→ Objectif de l'exercice: Transcrivez fidèlement le passage fourni, de « Lire cet article » à « pays si démocratique. ».

→ Passage fourni:
--*--

Article mis en ligne le vendredi 2 septembre 2016

Lire cet article sur le blog de Christine Delphy - nouvelles questions féministes.

Même si les médias étrangers semblent découvrir le fait depuis le débat sur le burkini, ce débat n’a rien de nouveau, mais s’inscrit dans une longue vague de mesures et controverses anti-musulmanes. Ces mesures n’ont pas été adoptées avant 2004, mais elles avaient été précédées par une propagande médiatique intense pendant au moins 30 ans, où l’on expliquait comment l’islam est incompatible avec la démocratie et donc un danger pour France – ce pays si démocratique.

--*--

→ Matériel fourni:
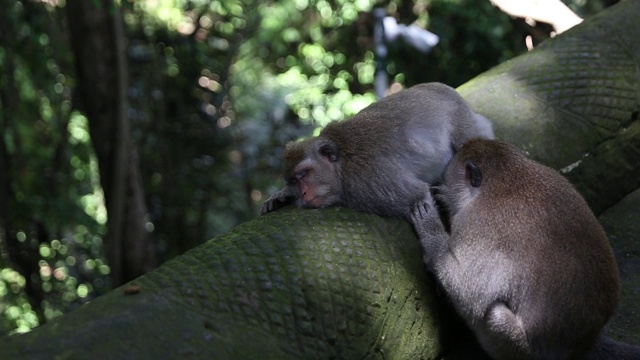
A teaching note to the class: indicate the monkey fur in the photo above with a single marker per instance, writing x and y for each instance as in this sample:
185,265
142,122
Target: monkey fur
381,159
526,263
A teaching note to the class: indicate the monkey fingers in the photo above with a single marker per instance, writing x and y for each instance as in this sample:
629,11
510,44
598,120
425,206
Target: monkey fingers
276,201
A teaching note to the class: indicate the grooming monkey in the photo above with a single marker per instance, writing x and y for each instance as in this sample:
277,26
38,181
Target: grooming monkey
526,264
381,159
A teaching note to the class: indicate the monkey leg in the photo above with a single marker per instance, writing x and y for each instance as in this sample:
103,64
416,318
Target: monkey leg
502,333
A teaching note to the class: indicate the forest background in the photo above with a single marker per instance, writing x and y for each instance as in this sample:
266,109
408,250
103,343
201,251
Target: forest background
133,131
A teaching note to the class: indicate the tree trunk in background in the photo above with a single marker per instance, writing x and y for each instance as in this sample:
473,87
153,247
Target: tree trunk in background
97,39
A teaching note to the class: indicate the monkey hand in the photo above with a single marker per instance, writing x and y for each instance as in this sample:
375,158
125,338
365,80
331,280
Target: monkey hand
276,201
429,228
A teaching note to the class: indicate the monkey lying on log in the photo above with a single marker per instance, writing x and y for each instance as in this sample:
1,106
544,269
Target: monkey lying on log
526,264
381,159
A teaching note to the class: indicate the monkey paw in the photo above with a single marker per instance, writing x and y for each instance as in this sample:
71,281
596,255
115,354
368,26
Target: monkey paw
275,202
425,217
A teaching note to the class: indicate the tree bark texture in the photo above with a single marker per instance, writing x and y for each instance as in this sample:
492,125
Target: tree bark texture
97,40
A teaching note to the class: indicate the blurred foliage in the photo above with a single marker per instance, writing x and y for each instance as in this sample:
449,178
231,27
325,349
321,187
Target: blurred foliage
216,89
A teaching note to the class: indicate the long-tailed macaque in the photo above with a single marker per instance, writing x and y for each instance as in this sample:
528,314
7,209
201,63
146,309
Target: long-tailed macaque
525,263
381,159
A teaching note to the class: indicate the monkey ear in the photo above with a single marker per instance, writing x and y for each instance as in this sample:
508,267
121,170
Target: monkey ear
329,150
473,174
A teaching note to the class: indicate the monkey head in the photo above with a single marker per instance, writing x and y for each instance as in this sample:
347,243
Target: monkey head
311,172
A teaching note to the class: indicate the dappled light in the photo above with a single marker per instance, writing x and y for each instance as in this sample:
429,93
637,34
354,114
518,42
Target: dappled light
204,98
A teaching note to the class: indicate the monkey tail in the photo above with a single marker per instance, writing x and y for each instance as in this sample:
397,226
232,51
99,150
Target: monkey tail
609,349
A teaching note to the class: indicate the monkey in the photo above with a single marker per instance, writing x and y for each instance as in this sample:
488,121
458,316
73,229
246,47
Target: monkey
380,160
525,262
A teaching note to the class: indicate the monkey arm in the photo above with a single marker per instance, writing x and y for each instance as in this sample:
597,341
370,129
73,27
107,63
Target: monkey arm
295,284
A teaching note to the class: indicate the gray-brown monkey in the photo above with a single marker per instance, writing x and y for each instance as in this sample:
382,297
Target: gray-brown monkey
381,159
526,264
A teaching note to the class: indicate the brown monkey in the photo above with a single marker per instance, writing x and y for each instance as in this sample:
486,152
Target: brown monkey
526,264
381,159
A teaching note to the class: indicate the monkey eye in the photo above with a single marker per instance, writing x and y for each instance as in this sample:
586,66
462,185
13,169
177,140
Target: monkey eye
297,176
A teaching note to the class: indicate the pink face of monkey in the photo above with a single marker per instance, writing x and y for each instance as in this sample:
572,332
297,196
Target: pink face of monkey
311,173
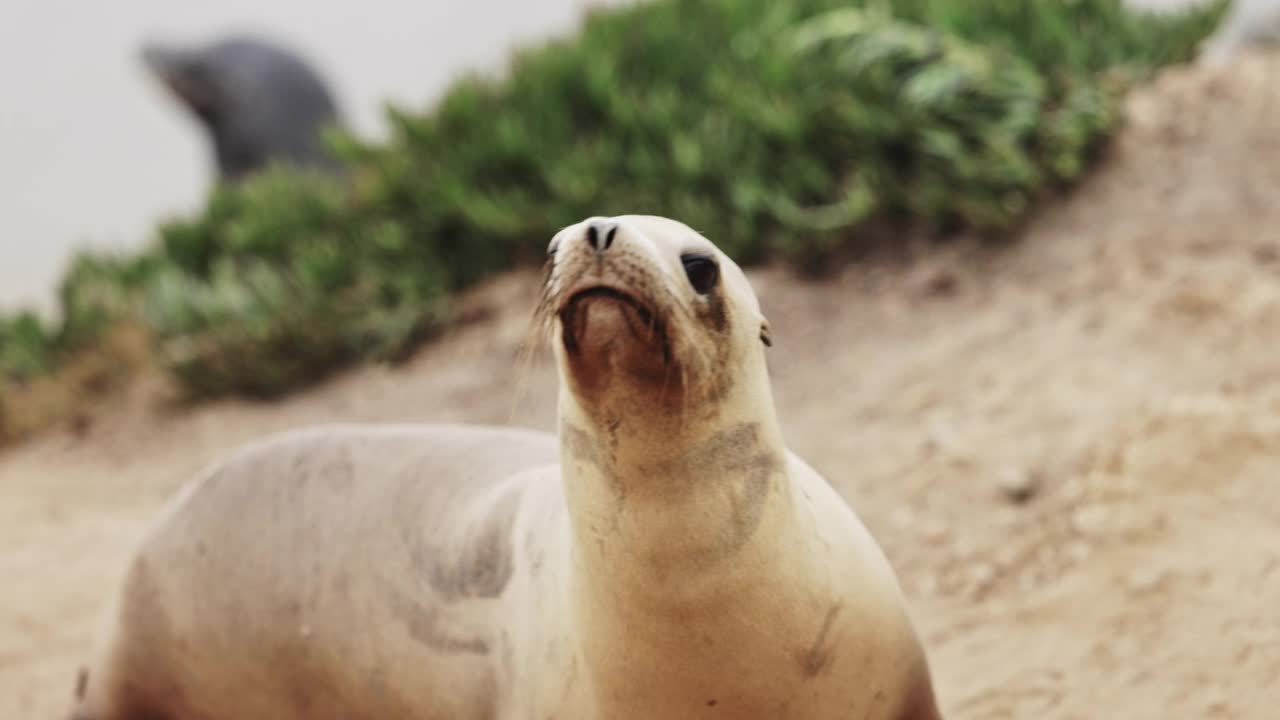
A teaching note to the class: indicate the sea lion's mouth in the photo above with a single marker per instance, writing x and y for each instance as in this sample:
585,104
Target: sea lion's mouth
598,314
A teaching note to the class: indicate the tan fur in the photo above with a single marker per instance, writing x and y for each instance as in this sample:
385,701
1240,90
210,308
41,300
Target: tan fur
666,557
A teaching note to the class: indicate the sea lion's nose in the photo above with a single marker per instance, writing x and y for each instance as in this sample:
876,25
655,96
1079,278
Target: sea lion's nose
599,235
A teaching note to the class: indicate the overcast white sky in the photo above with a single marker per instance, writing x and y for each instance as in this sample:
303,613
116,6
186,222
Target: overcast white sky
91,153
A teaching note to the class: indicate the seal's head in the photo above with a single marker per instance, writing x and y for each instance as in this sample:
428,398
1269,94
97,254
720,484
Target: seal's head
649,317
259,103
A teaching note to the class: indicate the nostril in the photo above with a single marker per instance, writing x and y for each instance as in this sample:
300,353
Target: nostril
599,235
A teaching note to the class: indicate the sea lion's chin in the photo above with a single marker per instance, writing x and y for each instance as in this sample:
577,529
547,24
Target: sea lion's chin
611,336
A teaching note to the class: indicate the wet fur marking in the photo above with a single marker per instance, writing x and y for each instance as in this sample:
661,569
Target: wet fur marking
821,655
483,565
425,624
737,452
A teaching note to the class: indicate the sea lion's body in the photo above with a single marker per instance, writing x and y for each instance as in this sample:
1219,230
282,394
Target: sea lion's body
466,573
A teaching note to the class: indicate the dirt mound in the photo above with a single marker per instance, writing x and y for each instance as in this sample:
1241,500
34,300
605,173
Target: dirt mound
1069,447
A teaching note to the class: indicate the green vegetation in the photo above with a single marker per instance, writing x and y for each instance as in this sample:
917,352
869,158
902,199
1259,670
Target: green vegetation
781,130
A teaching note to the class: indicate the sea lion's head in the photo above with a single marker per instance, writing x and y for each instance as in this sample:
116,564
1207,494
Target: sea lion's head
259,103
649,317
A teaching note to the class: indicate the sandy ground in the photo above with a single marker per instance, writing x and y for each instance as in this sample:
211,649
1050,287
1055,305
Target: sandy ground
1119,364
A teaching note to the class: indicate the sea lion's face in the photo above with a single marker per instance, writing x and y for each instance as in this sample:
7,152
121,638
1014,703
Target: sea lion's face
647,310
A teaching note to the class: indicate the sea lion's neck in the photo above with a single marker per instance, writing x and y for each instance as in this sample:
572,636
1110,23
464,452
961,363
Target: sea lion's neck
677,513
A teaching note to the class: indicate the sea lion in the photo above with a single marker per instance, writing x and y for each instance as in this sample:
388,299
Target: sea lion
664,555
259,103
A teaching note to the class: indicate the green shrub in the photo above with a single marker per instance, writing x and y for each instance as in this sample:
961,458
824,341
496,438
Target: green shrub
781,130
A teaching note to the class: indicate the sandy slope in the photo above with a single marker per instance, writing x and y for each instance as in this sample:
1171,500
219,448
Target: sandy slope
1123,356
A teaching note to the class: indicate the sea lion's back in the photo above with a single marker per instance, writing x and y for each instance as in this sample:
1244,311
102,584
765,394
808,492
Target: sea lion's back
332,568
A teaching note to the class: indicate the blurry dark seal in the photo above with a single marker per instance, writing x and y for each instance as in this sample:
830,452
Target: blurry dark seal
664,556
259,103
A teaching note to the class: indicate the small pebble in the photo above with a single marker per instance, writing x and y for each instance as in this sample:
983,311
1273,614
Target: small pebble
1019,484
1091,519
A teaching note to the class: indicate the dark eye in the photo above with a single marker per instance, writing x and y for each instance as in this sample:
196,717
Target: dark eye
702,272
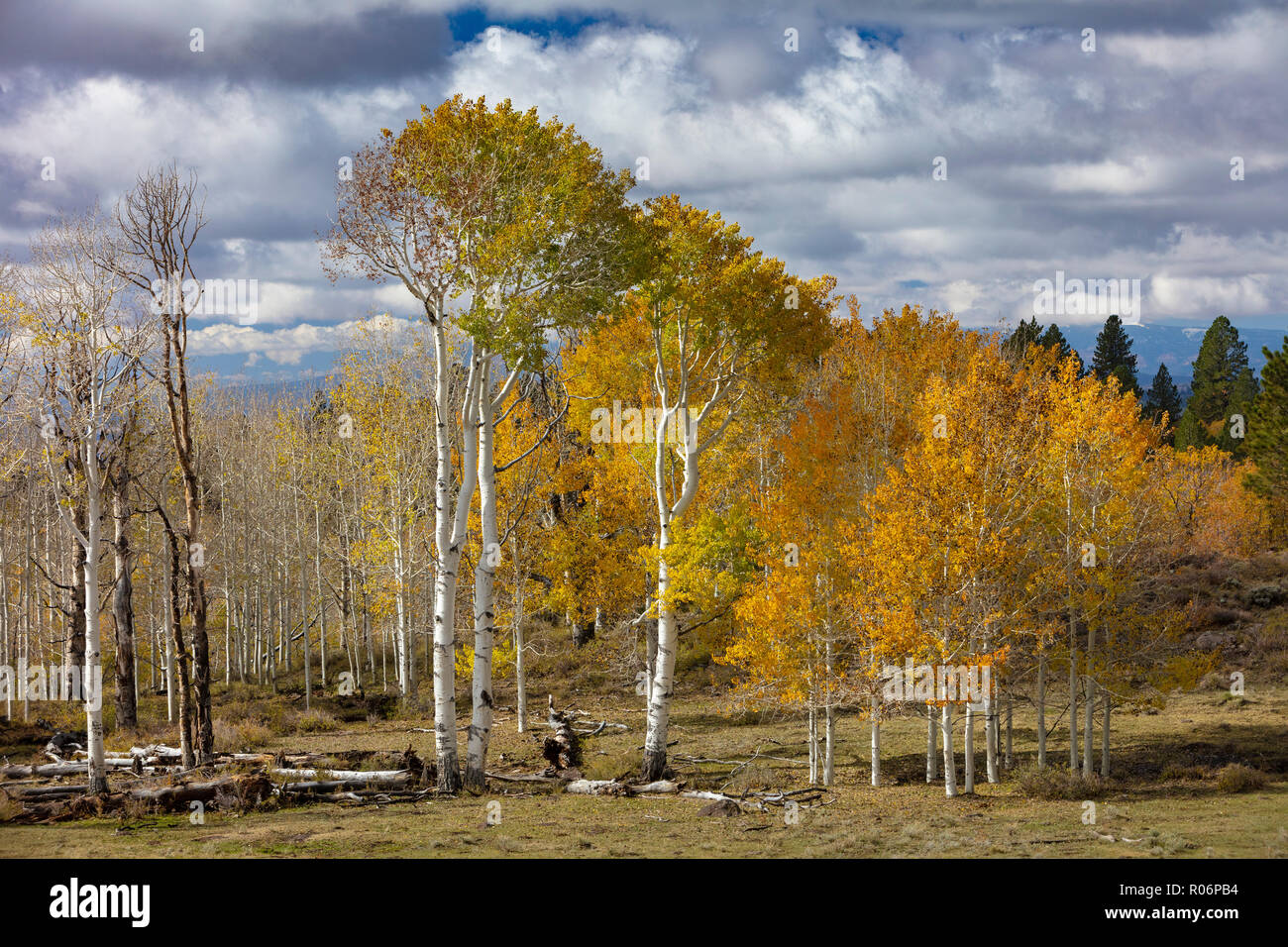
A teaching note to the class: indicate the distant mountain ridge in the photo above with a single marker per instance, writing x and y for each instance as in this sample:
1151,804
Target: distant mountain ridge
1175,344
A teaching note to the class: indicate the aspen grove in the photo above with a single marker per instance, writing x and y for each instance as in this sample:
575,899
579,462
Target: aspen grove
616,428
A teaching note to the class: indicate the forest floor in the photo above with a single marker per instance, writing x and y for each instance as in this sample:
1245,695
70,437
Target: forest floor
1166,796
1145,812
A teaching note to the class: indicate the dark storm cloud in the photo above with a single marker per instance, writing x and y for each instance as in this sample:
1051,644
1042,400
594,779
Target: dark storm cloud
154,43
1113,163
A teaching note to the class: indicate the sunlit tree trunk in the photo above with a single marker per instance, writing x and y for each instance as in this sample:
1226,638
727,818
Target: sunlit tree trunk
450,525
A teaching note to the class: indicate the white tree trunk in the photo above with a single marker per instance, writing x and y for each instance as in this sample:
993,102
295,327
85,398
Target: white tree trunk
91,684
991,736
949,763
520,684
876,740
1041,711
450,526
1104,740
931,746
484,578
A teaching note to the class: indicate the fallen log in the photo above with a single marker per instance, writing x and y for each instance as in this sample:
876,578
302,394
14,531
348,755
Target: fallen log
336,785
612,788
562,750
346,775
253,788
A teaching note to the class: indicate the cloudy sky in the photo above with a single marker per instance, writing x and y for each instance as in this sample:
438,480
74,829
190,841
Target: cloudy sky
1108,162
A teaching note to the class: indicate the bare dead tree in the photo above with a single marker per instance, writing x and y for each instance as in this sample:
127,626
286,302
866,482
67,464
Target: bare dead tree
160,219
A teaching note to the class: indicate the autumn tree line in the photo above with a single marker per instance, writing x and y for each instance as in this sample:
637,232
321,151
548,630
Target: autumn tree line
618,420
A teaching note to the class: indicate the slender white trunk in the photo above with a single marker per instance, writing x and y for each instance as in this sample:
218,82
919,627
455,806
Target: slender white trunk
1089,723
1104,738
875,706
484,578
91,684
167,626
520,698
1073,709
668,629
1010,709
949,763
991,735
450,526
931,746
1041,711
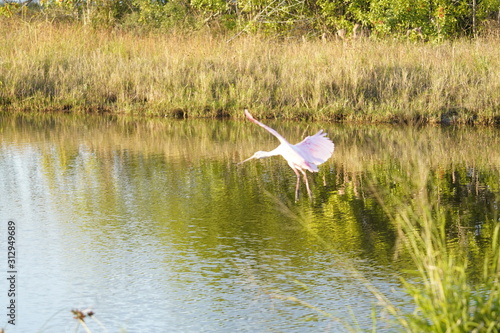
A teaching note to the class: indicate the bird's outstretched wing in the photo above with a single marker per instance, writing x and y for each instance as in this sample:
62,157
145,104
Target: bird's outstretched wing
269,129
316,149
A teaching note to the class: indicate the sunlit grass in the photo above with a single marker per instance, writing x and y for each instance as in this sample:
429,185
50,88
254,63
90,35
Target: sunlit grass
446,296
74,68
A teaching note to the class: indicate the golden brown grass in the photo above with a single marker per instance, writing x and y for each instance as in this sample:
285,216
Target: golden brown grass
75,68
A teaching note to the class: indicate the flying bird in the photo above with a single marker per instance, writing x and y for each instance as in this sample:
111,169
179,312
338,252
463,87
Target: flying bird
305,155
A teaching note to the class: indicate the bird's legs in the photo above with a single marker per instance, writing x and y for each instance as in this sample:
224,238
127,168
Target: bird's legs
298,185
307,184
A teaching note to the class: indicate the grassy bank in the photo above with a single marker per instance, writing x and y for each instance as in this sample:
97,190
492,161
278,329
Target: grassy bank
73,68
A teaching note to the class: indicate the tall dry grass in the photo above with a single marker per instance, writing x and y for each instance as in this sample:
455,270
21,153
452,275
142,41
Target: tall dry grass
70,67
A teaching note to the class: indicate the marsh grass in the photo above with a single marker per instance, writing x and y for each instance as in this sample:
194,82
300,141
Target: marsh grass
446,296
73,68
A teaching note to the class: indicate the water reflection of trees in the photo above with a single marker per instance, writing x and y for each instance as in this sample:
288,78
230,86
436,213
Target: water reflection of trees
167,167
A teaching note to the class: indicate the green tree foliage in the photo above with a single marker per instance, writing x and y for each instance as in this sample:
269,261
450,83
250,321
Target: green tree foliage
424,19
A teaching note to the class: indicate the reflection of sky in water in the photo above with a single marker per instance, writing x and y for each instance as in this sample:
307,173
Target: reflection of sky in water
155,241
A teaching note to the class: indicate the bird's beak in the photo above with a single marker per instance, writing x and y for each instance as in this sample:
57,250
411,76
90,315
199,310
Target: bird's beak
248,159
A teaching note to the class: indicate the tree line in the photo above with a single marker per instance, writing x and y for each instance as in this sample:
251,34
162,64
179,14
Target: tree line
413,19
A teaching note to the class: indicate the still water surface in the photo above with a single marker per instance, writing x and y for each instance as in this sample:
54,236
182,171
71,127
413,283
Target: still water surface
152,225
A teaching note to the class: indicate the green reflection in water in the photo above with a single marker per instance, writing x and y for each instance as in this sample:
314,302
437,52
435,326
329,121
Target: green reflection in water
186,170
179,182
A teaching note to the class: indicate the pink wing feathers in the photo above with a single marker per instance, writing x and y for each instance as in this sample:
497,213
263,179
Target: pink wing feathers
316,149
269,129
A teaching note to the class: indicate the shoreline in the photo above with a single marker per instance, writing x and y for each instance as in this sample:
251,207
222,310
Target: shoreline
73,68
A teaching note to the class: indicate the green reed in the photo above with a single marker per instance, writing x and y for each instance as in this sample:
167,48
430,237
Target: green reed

--*--

→ Réponse finale:
Lire cet article sur le blog de Christine Delphy - nouvelles questions féministes.

Même si les médias étrangers semblent découvrir le fait depuis le débat sur le burkini, ce débat n’a rien de nouveau, mais s’inscrit dans une longue vague de mesures et controverses anti-musulmanes. Ces mesures n’ont pas été adoptées avant 2004, mais elles avaient été précédées par une propagande médiatique intense pendant au moins 30 ans, où l’on expliquait comment l’islam est incompatible avec la démocratie et donc un danger pour France – ce pays si démocratique.